## Instructions to follow:
Repeat only the lines below from the one containing "Target: blurred background" through the one containing "Target: dog bone icon", inclusive, exactly as written.

## Record excerpts:
---

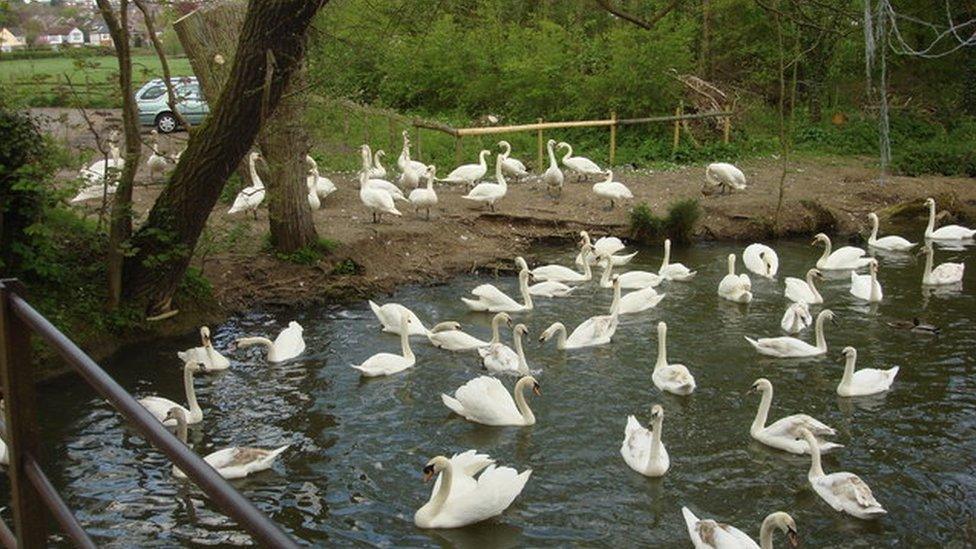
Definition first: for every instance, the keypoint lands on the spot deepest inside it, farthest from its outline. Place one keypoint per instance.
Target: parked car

---

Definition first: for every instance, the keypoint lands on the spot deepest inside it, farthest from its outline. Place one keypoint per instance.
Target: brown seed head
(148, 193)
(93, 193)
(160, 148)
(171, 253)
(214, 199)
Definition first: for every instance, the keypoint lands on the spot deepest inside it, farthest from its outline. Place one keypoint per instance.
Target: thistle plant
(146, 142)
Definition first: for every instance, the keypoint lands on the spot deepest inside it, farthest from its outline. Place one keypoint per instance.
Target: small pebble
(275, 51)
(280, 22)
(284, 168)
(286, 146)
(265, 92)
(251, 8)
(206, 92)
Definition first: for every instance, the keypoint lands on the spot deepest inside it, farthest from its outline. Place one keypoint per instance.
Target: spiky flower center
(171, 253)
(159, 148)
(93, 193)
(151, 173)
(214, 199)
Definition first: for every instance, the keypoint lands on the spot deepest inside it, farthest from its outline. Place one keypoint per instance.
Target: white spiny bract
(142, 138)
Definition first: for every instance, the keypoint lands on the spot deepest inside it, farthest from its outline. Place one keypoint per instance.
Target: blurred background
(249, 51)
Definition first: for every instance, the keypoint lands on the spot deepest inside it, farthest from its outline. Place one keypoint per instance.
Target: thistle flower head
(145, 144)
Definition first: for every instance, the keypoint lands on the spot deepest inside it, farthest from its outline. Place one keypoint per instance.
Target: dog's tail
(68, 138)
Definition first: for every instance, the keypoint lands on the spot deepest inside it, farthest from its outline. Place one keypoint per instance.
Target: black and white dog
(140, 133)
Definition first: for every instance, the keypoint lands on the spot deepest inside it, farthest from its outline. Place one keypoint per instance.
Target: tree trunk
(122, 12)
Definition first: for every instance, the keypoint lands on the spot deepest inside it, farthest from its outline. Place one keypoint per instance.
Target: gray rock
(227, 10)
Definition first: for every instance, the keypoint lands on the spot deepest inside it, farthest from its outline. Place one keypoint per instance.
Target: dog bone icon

---

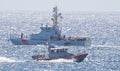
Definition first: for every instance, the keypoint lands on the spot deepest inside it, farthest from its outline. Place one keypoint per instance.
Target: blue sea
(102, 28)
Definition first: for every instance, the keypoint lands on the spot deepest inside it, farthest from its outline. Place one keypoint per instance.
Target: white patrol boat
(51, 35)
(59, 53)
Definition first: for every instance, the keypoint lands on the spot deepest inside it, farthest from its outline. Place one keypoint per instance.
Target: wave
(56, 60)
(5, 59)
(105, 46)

---

## Task response:
Target: blurred background
(249, 51)
Definition first: for every instance, the keypoint lands on the spot deepest inside it, farthest from its outline. Place one keypoint per instance.
Target: thistle flower head
(145, 144)
Definition first: for every instance, the keypoint lands on the spot deepest inside it, farthest from its outline. Place one keypoint per instance.
Target: dog's tail
(68, 138)
Definition first: for every instance, the keypoint lands on the spot deepest inside it, farthest from its outline. Place one keypoint per instance.
Target: black and white dog
(140, 133)
Definition first: for every instance, the keypoint lands on the spot deepest inside it, farthest from its outline. Place one keypoint per instance.
Target: tree trunk
(122, 12)
Definition first: for every instance, the keypoint lands on the spot deepest inside it, farthest from its outline. Place one keypoint per instance.
Target: gray rock
(227, 10)
Definition first: for every instance, the keypoint lands on the spot deepest inside it, farthest from its outline. Place one keypoint per instance.
Target: dog bone icon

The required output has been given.